* Required task
Rewrite the stretch from the start of the records through the line containing "<point>461,967</point>" as a numbered list, leaving out any blank lines.

=======

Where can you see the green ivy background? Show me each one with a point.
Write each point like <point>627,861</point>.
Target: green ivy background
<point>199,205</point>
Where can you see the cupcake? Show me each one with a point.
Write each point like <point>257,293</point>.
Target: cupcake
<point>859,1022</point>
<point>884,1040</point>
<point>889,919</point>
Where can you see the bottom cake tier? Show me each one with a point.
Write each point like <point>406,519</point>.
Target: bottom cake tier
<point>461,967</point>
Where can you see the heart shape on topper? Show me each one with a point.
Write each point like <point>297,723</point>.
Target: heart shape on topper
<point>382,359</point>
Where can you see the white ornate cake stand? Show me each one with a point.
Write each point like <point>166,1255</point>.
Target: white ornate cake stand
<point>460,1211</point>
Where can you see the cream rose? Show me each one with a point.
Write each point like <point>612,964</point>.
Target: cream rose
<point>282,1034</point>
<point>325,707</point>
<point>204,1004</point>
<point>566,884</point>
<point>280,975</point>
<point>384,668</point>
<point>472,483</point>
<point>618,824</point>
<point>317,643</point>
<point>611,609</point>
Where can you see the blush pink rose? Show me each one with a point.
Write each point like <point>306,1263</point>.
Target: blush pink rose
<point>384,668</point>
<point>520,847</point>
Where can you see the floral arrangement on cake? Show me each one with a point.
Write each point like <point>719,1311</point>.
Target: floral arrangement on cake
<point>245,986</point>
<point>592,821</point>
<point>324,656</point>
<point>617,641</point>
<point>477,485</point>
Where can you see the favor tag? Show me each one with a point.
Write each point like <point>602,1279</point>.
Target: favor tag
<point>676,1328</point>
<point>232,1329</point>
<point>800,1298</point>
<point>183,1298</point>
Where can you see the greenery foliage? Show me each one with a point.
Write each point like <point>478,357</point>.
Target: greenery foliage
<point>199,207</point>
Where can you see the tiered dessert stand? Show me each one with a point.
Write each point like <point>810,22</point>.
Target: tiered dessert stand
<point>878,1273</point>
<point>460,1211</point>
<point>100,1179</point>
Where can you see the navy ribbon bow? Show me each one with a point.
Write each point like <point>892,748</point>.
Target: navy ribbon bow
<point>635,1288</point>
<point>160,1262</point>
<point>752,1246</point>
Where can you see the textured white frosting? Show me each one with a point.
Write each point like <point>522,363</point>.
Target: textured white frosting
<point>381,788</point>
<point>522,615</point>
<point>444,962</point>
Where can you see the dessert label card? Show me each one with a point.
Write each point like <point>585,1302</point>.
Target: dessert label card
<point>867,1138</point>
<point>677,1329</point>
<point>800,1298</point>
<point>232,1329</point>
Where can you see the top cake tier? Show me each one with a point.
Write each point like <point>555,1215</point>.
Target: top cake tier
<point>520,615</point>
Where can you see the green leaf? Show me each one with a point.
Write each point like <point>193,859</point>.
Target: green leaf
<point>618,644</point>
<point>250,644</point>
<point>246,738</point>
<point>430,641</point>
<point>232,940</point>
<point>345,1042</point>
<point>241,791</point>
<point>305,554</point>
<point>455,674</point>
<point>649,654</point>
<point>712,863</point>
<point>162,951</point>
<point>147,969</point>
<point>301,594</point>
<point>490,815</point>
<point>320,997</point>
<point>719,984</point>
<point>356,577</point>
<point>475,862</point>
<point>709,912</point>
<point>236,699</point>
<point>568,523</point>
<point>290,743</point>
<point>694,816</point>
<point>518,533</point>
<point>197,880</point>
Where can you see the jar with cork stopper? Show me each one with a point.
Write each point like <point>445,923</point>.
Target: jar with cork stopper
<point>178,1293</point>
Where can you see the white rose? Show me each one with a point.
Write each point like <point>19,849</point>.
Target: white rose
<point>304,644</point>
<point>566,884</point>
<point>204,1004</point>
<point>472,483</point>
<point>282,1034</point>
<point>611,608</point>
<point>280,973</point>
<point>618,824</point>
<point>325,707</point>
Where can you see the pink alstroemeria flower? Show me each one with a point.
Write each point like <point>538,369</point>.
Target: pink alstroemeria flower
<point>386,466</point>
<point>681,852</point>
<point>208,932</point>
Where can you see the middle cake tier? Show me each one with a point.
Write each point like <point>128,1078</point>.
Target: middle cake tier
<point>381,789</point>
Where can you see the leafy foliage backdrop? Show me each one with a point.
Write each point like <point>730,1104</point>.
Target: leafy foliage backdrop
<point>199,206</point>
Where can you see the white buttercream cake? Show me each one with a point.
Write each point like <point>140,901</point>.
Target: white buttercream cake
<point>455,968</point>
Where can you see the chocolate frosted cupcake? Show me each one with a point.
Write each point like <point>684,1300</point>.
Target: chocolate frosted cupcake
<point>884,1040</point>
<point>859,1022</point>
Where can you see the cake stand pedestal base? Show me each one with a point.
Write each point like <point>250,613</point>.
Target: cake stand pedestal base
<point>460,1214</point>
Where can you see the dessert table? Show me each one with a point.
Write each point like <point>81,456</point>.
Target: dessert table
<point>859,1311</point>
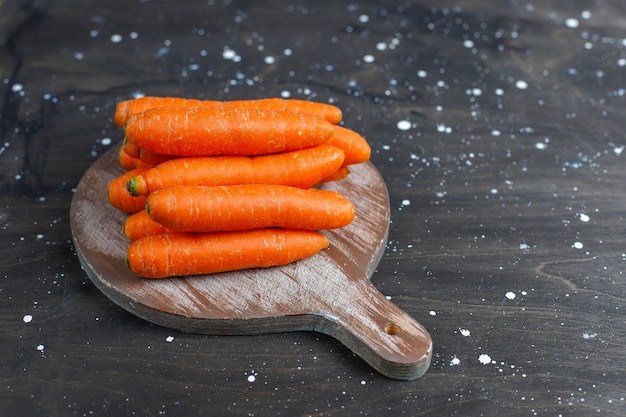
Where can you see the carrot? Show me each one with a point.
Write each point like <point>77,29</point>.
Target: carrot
<point>120,198</point>
<point>302,169</point>
<point>182,254</point>
<point>355,146</point>
<point>324,111</point>
<point>139,224</point>
<point>127,108</point>
<point>193,208</point>
<point>202,131</point>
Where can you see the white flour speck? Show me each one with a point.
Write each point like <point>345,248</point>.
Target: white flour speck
<point>403,125</point>
<point>484,359</point>
<point>229,53</point>
<point>572,23</point>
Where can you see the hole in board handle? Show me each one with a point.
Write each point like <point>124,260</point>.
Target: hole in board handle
<point>392,329</point>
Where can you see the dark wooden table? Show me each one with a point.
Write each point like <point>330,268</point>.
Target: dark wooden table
<point>499,130</point>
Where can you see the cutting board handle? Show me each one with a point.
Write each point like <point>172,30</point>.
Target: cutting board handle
<point>383,335</point>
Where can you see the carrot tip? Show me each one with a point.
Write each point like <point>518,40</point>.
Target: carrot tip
<point>137,186</point>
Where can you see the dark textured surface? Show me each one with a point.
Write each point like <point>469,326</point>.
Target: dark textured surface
<point>506,192</point>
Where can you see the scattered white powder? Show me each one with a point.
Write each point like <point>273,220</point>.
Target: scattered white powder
<point>230,54</point>
<point>572,23</point>
<point>403,125</point>
<point>521,84</point>
<point>484,359</point>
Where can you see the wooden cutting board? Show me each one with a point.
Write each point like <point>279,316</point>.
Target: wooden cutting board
<point>329,292</point>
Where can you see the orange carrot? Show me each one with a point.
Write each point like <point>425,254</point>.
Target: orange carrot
<point>202,131</point>
<point>322,110</point>
<point>355,146</point>
<point>182,254</point>
<point>193,208</point>
<point>139,224</point>
<point>127,108</point>
<point>302,169</point>
<point>120,198</point>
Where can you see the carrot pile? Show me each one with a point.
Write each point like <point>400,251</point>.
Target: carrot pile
<point>214,186</point>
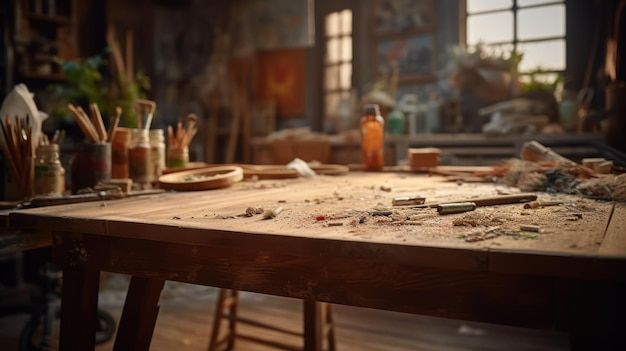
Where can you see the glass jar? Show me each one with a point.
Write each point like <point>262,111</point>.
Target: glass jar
<point>90,165</point>
<point>157,151</point>
<point>177,157</point>
<point>372,138</point>
<point>49,173</point>
<point>140,166</point>
<point>119,153</point>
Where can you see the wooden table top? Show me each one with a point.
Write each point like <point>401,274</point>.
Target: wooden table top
<point>579,238</point>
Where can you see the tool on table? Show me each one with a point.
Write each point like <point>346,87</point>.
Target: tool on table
<point>183,135</point>
<point>114,124</point>
<point>456,207</point>
<point>407,200</point>
<point>485,201</point>
<point>19,152</point>
<point>145,110</point>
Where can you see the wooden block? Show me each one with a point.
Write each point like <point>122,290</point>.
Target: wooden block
<point>604,167</point>
<point>125,184</point>
<point>423,158</point>
<point>592,162</point>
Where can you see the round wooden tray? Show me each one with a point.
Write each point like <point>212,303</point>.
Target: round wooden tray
<point>201,178</point>
<point>328,169</point>
<point>189,167</point>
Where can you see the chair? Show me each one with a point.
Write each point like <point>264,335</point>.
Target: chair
<point>317,319</point>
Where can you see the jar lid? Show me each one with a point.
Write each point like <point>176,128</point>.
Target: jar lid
<point>371,109</point>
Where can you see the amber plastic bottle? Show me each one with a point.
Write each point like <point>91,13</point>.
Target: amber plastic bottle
<point>372,138</point>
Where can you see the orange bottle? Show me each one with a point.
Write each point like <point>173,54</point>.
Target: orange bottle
<point>372,138</point>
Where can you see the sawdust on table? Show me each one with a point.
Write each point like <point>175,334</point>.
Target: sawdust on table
<point>363,211</point>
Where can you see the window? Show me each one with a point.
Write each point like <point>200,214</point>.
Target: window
<point>337,80</point>
<point>535,28</point>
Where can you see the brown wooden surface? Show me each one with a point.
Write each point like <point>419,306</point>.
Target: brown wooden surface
<point>426,268</point>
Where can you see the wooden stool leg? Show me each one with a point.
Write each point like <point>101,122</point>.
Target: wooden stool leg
<point>313,336</point>
<point>224,301</point>
<point>233,303</point>
<point>217,320</point>
<point>141,309</point>
<point>329,328</point>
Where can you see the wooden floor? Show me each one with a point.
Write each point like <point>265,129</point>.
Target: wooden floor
<point>186,315</point>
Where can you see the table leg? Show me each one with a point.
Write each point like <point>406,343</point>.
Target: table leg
<point>139,315</point>
<point>79,304</point>
<point>313,333</point>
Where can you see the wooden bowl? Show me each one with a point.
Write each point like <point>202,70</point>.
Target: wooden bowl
<point>202,178</point>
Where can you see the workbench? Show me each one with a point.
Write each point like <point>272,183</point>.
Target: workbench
<point>338,240</point>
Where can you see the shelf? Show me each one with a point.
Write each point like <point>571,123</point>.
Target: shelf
<point>58,77</point>
<point>48,18</point>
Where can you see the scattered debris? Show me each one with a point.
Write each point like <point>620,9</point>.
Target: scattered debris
<point>269,214</point>
<point>458,207</point>
<point>467,330</point>
<point>407,200</point>
<point>530,228</point>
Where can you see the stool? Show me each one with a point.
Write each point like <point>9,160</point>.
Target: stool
<point>318,325</point>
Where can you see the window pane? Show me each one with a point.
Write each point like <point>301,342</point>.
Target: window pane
<point>346,22</point>
<point>548,55</point>
<point>331,78</point>
<point>331,102</point>
<point>332,50</point>
<point>346,49</point>
<point>488,5</point>
<point>332,24</point>
<point>522,3</point>
<point>345,81</point>
<point>490,28</point>
<point>541,22</point>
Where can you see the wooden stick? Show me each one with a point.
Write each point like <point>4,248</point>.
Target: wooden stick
<point>147,108</point>
<point>116,121</point>
<point>486,201</point>
<point>8,154</point>
<point>90,126</point>
<point>83,123</point>
<point>170,137</point>
<point>115,51</point>
<point>96,118</point>
<point>129,56</point>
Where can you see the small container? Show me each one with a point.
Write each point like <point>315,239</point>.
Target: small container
<point>140,166</point>
<point>177,157</point>
<point>372,138</point>
<point>157,151</point>
<point>395,121</point>
<point>49,173</point>
<point>91,164</point>
<point>119,153</point>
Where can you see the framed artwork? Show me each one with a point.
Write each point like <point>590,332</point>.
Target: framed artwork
<point>262,118</point>
<point>281,78</point>
<point>412,56</point>
<point>394,16</point>
<point>405,39</point>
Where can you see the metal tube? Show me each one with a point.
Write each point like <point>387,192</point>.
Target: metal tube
<point>456,207</point>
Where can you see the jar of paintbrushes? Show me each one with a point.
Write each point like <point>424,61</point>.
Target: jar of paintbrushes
<point>92,162</point>
<point>49,173</point>
<point>178,142</point>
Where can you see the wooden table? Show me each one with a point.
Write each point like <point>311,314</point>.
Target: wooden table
<point>571,276</point>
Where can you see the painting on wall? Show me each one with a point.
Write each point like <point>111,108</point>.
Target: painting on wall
<point>276,24</point>
<point>413,57</point>
<point>393,16</point>
<point>281,78</point>
<point>405,39</point>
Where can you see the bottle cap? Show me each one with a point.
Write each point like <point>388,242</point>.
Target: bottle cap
<point>371,109</point>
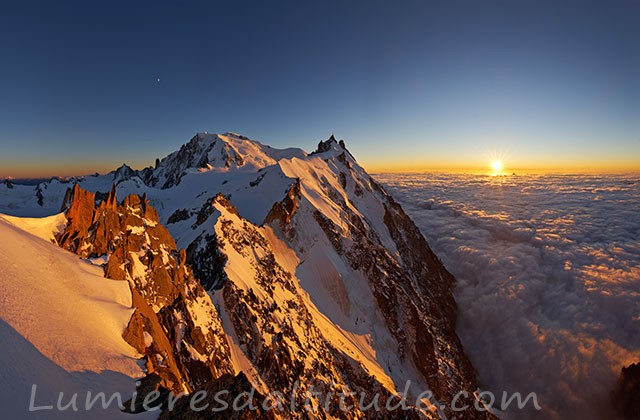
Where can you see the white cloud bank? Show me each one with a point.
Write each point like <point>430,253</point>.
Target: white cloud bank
<point>548,271</point>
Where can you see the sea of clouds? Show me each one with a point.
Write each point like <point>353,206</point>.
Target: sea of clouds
<point>548,271</point>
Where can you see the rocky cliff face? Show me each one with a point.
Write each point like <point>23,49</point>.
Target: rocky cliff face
<point>298,273</point>
<point>626,397</point>
<point>175,325</point>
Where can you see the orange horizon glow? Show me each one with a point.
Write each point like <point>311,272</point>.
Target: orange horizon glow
<point>20,169</point>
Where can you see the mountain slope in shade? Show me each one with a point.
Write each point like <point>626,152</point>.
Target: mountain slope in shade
<point>61,325</point>
<point>316,274</point>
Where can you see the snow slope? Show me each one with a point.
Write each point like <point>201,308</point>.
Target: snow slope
<point>60,326</point>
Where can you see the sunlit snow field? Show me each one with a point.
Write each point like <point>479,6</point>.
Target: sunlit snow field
<point>548,271</point>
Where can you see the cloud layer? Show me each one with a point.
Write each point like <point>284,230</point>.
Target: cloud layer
<point>548,271</point>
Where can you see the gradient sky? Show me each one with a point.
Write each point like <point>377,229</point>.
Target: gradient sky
<point>410,85</point>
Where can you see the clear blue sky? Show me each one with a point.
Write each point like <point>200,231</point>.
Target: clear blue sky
<point>408,84</point>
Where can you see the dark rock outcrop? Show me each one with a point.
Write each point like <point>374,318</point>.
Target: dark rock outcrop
<point>626,397</point>
<point>184,350</point>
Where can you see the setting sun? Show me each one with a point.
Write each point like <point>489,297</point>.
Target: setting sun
<point>497,165</point>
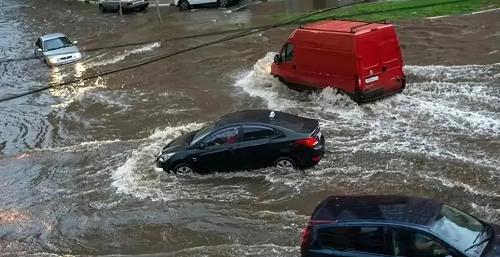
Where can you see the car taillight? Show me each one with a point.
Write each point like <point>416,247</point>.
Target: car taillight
<point>310,142</point>
<point>306,234</point>
<point>305,237</point>
<point>359,84</point>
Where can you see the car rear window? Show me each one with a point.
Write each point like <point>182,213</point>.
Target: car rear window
<point>353,239</point>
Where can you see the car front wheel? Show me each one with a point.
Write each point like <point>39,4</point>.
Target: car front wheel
<point>184,5</point>
<point>285,163</point>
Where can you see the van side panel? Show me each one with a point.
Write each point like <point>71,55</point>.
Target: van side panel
<point>326,59</point>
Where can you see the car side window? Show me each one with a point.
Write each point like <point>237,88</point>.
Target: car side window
<point>227,136</point>
<point>411,244</point>
<point>256,132</point>
<point>38,43</point>
<point>288,52</point>
<point>370,240</point>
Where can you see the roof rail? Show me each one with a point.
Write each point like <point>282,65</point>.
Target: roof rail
<point>367,23</point>
<point>384,21</point>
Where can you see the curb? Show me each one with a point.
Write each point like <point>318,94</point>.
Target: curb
<point>465,14</point>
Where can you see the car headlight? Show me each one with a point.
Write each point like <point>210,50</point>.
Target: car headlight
<point>165,157</point>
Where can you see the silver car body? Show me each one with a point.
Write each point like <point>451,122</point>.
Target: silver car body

=======

* Task solution
1. Where can you see the green ivy background? Show me each one with a point.
2. Write each point like <point>627,861</point>.
3. Target: green ivy background
4. <point>199,205</point>
5. Where can you see the cupcake? Show me each one with a point.
6. Write each point like <point>257,293</point>.
7. Target: cupcake
8. <point>859,1022</point>
9. <point>884,1040</point>
10. <point>889,919</point>
11. Where can you see the bottom cake tier? Show me each one with a point.
12. Write each point like <point>406,519</point>.
13. Target: bottom cake tier
14. <point>461,967</point>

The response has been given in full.